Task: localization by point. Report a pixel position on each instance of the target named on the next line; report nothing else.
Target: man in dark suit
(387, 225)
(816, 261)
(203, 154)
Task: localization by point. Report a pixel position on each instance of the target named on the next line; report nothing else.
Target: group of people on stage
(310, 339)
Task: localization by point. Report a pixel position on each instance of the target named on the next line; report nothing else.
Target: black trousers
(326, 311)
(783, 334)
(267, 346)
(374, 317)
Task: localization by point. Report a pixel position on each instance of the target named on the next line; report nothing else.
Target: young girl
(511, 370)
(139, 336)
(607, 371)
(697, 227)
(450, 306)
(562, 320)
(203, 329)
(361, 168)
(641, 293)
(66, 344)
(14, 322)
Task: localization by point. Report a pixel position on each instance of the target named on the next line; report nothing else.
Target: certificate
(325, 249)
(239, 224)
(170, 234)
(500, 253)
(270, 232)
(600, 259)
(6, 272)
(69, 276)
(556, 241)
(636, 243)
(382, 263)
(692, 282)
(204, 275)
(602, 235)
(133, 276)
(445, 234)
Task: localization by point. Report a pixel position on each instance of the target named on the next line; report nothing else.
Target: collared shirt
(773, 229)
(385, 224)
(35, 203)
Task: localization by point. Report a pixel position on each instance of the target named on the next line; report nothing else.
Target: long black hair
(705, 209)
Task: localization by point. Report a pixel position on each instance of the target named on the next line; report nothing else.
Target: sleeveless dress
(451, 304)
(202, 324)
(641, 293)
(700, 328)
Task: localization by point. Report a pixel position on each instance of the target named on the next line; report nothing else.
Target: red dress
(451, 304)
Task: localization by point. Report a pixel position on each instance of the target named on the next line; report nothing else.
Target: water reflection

» **Exercise objective**:
The full set of entries has to be duplicated precisely.

» **Reply**:
Task: localization by point. Report a pixel position on each instance of the target named on the next line; report nothing else.
Target: man in dark suit
(387, 225)
(816, 261)
(203, 154)
Task: localization by point. Report a pixel position on each instance of the target named on the next line; report nothing else.
Target: group of people on stage
(310, 339)
Task: localization by point. Report a pixel position on each instance of the target named on the next line; report nothing else.
Target: black trousers
(326, 311)
(783, 334)
(267, 346)
(374, 317)
Task: localization by point. Report a pixel position on each instance of the target named on the next line; report nothing else.
Target: young girl
(511, 370)
(139, 336)
(607, 371)
(697, 227)
(450, 306)
(562, 320)
(203, 329)
(361, 168)
(641, 293)
(66, 344)
(14, 322)
Task: localization by point. Report a pixel position on each instance of the target named on the next line; report nothing else.
Target: certificate
(325, 249)
(239, 224)
(170, 234)
(500, 253)
(270, 232)
(600, 259)
(6, 272)
(69, 276)
(556, 241)
(636, 243)
(382, 263)
(692, 282)
(204, 275)
(602, 235)
(133, 276)
(445, 234)
Task: localization by point. Report a pixel position on each instance of the target named on the next line; report nothing else.
Target: collared shirt
(773, 229)
(385, 224)
(35, 203)
Task: localization by point. Report a pixel position on each instance of the target named on the next line; report nothing else.
Target: long black hair
(705, 209)
Task: localization by point. Report a pixel position on each instance of the target named on the next line; report nothing else.
Target: sleeveless dress
(451, 304)
(202, 324)
(641, 293)
(700, 328)
Task: localization by point. Report a pixel position on each instance of the target named on the next line; report nothing else.
Target: red dress
(451, 304)
Task: localization by point. Report a pixel position on each instance of the target named on the next line; report nothing else.
Target: water reflection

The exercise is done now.